§ Problem: Pull out each line of the records below that contains the word "streak". Only matches with the same uppercase and lowercase letters count.

[start]

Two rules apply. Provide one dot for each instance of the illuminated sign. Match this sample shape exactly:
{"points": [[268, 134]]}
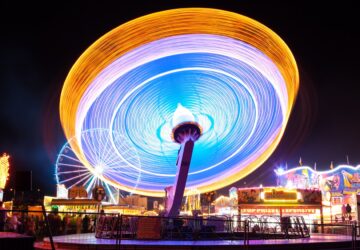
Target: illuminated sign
{"points": [[260, 211], [280, 195], [299, 210], [77, 192]]}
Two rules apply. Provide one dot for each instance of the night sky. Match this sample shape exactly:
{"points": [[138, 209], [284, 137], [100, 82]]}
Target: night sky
{"points": [[40, 43]]}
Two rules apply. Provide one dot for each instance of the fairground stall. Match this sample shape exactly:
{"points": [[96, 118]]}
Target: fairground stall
{"points": [[267, 203], [339, 186]]}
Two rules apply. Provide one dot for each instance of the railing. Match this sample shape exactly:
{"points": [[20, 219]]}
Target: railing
{"points": [[41, 224]]}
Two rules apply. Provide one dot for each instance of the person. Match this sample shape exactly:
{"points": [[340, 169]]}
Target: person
{"points": [[14, 223], [2, 217], [86, 222], [78, 224], [343, 210], [348, 209]]}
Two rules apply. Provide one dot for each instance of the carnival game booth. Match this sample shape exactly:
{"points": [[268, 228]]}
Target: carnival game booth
{"points": [[339, 187], [270, 206]]}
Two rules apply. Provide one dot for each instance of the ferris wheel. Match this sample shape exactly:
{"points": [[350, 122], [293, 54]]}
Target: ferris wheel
{"points": [[100, 164]]}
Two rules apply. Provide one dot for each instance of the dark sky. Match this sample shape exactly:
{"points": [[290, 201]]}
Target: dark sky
{"points": [[39, 44]]}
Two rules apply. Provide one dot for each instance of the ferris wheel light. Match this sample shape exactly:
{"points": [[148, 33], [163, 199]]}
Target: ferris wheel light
{"points": [[233, 76]]}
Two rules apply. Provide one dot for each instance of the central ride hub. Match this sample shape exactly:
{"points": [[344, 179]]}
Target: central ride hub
{"points": [[185, 132]]}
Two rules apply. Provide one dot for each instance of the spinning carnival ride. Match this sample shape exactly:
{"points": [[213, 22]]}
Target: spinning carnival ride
{"points": [[234, 77], [103, 163]]}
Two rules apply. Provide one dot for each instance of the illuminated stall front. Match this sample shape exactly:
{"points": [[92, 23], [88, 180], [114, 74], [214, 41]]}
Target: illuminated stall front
{"points": [[274, 201], [339, 186]]}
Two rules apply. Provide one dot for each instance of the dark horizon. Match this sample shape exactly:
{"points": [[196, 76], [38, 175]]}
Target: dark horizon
{"points": [[41, 42]]}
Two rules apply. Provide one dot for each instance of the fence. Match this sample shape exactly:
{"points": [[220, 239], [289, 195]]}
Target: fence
{"points": [[40, 224]]}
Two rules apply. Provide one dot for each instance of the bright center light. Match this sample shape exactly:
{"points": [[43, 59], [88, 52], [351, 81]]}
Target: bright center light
{"points": [[182, 115], [236, 76], [99, 169]]}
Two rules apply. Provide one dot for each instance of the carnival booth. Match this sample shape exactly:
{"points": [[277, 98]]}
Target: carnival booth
{"points": [[270, 202]]}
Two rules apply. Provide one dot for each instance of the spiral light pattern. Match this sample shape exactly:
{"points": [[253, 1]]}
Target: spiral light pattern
{"points": [[236, 76]]}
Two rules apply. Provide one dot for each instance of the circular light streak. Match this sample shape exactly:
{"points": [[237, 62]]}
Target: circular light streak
{"points": [[238, 79], [104, 163]]}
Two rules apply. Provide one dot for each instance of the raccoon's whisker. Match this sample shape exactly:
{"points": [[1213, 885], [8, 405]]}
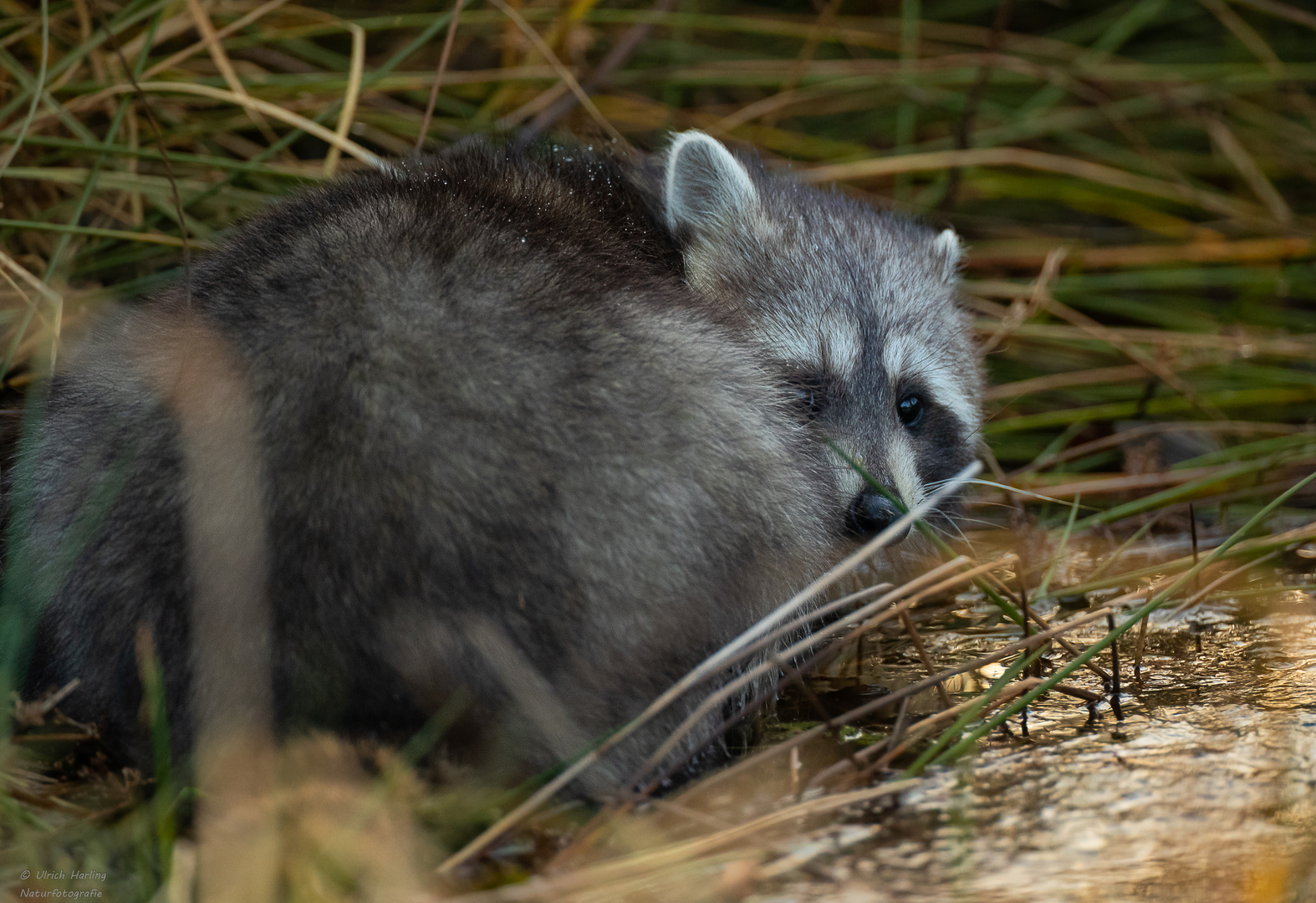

[end]

§ Solution to this problem:
Two rules apply. Provide one dot for each instance of the circular light streak. Match this sample shape exactly:
Target: circular light streak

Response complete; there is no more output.